**PAGE TEXT**
* * * *

Some engine makers feared that they couldn’t pull this off, and it’s not a done deal yet, but the lube test requirements have been established and all ASTM labs now have test engines. Formal testing will start this month and end some time in early 2001, with the CJ-4 standard likely ready for market in early 2002. It looks like there will be three separate engine tests-the Mack T10, Cummins M11 with EGR, and the Caterpillar 1Q by name.

Details are scarce, but it seems that a typical 2002 EGR system will siphon a small amount of exhaust gas from the turbo, run the gas through a special water-to-gas heat exchanger, and then mix it with clean inlet air in the charge-air cooler. From there the cooled air-gas mixture will go to the engine’s combustion chambers where it will help cool the combustion flame, by excluding a portion of the oxygen, to reduce NOx.

How much exhaust gas will be recirculated? It’s not known, but some industry experts are suggesting 12% to 15%. Injection pressures will be higher still.

For heavy-duty diesels, cold EGR presents major challenges. For one, there’s the problem of getting the gas to go into the turbocharged inlet stream-a bit like getting balls to roll uphill. For another, there’s the need to cool the gas from its 1000° F or so temperature down to around 200°.

Neither problem exists with current EGR applications in gasoline engines, so there’s little technology to draw from, either in designing the engines or the lubes that will allow them to live at the same durability levels as today’s diesels.

* * * *

**RECORDS SUPPLIED**
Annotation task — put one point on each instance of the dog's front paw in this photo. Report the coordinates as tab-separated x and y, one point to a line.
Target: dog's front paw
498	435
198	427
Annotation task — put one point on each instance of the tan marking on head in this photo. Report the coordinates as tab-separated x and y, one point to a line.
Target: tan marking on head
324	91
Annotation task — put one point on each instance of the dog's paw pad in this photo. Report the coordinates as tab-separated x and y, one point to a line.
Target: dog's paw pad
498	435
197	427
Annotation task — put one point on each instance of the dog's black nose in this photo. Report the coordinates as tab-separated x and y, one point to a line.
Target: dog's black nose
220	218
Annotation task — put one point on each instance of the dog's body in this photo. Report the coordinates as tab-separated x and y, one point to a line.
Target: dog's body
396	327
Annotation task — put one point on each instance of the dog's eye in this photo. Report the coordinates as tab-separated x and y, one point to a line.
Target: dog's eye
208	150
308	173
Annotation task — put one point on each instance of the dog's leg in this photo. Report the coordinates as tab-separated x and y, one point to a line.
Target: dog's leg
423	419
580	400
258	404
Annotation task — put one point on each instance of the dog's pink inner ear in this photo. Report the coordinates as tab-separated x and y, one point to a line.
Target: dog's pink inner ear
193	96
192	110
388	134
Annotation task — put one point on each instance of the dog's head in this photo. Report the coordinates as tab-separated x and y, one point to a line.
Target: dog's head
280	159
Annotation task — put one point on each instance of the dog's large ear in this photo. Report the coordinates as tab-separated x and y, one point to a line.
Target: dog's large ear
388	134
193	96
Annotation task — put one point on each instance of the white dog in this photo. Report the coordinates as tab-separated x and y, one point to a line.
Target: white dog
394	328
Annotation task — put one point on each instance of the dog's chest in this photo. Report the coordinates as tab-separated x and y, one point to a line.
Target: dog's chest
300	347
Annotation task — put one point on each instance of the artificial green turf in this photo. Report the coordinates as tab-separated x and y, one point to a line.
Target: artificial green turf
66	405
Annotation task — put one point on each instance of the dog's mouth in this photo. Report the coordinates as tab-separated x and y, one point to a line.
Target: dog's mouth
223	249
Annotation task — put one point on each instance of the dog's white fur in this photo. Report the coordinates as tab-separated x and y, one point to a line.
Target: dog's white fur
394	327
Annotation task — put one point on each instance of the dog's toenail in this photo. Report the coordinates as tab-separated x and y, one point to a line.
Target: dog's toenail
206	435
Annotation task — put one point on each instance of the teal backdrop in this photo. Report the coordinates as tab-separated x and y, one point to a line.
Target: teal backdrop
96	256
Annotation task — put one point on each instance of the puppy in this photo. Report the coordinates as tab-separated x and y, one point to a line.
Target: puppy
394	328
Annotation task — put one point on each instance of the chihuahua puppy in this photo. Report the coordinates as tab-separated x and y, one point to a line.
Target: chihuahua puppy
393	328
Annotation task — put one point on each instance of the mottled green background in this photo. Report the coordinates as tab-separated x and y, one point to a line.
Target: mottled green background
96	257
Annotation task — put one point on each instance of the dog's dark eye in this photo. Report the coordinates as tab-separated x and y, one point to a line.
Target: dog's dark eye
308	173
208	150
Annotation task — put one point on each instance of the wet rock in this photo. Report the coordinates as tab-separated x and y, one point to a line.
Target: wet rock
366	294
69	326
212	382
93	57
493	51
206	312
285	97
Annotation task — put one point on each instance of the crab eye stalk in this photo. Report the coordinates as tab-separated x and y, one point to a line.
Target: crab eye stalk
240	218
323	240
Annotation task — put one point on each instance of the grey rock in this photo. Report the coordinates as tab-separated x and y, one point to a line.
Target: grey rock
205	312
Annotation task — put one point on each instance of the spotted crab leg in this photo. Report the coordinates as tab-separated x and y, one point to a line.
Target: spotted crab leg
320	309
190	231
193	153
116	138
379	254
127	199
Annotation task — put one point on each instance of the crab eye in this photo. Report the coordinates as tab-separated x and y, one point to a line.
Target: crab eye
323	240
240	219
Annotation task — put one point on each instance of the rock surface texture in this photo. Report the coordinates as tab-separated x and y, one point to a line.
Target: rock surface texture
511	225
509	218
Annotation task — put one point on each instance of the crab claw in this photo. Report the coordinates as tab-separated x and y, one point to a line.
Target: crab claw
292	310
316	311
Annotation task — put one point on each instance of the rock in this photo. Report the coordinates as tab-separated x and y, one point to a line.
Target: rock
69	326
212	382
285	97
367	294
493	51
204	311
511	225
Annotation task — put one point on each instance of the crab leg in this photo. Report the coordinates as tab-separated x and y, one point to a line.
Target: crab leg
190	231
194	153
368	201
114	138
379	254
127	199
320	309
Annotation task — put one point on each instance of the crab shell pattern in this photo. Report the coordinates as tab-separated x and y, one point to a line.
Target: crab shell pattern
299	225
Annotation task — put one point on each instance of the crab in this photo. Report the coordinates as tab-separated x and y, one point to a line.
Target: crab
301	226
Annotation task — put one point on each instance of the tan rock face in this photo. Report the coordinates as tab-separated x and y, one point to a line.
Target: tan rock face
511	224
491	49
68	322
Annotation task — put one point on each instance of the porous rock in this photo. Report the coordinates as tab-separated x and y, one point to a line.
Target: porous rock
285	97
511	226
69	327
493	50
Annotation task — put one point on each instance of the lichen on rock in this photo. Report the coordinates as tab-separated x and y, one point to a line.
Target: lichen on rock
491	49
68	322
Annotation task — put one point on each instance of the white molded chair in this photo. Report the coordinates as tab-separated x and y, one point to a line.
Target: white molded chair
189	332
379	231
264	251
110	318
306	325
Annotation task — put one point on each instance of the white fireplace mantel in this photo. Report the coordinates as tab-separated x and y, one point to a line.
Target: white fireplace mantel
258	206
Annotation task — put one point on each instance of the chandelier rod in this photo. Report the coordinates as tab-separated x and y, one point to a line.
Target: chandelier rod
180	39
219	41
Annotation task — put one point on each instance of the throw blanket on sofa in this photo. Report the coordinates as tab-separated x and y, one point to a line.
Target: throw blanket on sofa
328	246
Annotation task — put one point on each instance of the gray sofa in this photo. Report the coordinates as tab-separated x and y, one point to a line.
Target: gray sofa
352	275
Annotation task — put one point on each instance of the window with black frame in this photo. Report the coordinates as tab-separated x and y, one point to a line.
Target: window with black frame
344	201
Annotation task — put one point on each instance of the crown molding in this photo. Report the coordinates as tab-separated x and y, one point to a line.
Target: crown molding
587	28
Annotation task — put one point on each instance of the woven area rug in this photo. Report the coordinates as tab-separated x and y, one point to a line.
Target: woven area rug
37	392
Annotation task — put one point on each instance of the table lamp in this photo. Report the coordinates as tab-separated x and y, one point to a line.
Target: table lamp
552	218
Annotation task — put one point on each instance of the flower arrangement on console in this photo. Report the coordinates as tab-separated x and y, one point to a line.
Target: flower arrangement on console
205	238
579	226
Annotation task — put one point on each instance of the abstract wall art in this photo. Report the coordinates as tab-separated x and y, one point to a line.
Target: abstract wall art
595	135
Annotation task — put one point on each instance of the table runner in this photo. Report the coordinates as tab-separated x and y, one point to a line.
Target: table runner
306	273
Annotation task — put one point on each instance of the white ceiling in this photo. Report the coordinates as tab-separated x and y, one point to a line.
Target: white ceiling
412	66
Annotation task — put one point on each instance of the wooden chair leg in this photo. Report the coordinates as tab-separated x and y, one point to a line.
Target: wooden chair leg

* * * *

**SHORT EXERCISE A**
List the engine tests that the diesel EGR text names for the new lube standard.
**SHORT EXERCISE B**
Copy the rows word for word, from the line with "the table runner" up to and including the last line of the rows.
The rows have nothing to do with the diesel EGR text.

**REPLY A**
Mack T10
Cummins M11 with EGR
Caterpillar 1Q

**REPLY B**
Annotation task — put one point on each instance of the table runner in this photo. Report the coordinates as tab-separated x and y, one point to a line.
Target: table runner
306	273
Annotation task — put one point on each instance of the white ceiling in this photo. Report the coordinates as tab-separated x and y, one point to a line.
Target: white ceiling
412	66
Annotation task — put one point on each instance of the wooden chair leg in this photo. Report the coordinates as tab-separated x and y, one point to a line.
Target: wooden chair leg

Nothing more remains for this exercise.